New Books in African Studies
Marshall Poe
Interviews with Scholars of Africa about their New BooksSupport our show by becoming a premium member! https://newbooksnetwork.supportingcast.fm/african-studies
Episodes
Mentioned books

Jan 24, 2018 • 1h 7min
Samuel Totten, “Sudan’s Nuba Mountains People Under Siege” (McFarland, 2017)
This podcast is usually devoted to book written about the past. The authors may be historians, or political scientists, or anthropologists, or even a member of the human rights community. But we’re almost always talking about a mass atrocity that took place ‘before.’
Sam Totten‘s new book Sudan’s Nuba Mountains People Under Siege: Accounts by Humanitarians in the Battle Zone (McFarland, 2017) is different. The book is a compilation of first hand accounts of people currently working in a crisis area. Some of are doctors, some journalists, some aid workers. Their contributions to the book are intensely personal, recounting experiences caring for the sick, communicating the truth, or simply trying to deliver food amidst the scorching heat and poor roads of the Nuba Mountains. Many are harrowing to read. All inspire a profound respect.
+++++
* [What is asked]:
A. Reproduce word for word the passage of the Nuba Mountains episode page that opens with the words containing "This podcast is" and closes with "a profound respect.".
B. Resume the Nuba Mountains episode page right after its final sentence and extend it.

* [Supplied data]:
+++++
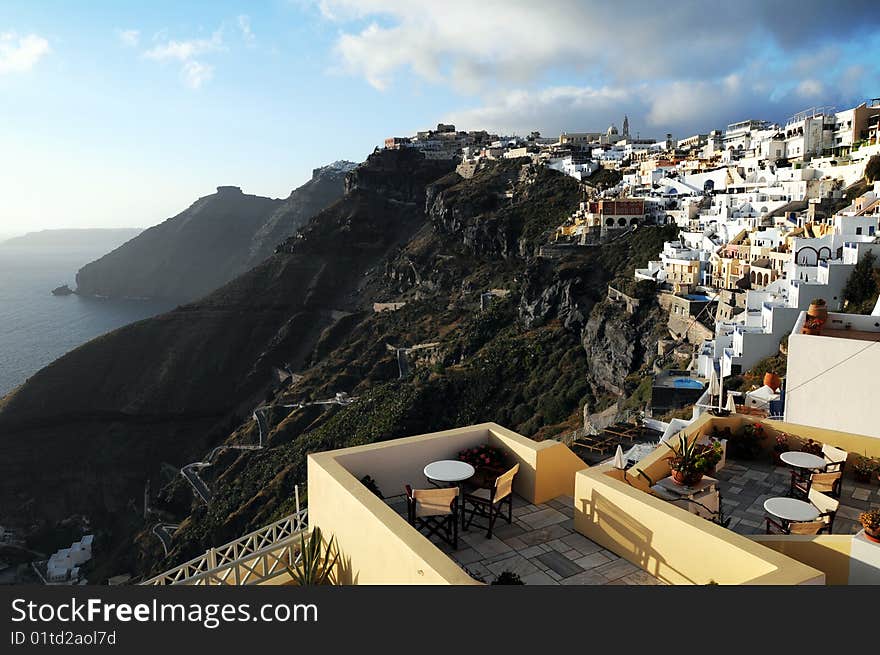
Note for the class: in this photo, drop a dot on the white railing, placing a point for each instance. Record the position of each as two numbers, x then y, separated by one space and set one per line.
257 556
+++++
* [Answers to the tasks]:
A.
This podcast is usually devoted to book written about the past. The authors may be historians, or political scientists, or anthropologists, or even a member of the human rights community. But we’re almost always talking about a mass atrocity that took place ‘before.’
Sam Totten‘s new book Sudan’s Nuba Mountains People Under Siege: Accounts by Humanitarians in the Battle Zone (McFarland, 2017) is different. The book is a compilation of first hand accounts of people currently working in a crisis area. Some of are doctors, some journalists, some aid workers. Their contributions to the book are intensely personal, recounting experiences caring for the sick, communicating the truth, or simply trying to deliver food amidst the scorching heat and poor roads of the Nuba Mountains. Many are harrowing to read. All inspire a profound respect.

B.
But collectively they raise interesting questions. What does it mean to study genocide while being an activist? How can activists raise the visibility of conflicts in far-away places. What level of response elevates one above the level of a ‘bystander?’ Is everyone called to risk life and limb? Or is it enough to speak for the living and the dead? And who gets to decide?
Sam will be continuing his efforts to deliver food to the Nuba. If you would like to learn more about the project or about how you can help, you can e-mail him atsamstertotten@gmail.com.
Kelly McFall is Professor of History and Director of the Honors Program at Newman University. He’s the author of four modules in the Reacting to the Past series, including The Needs of Others: Human Rights, International Organizations and Intervention in Rwanda, 1994.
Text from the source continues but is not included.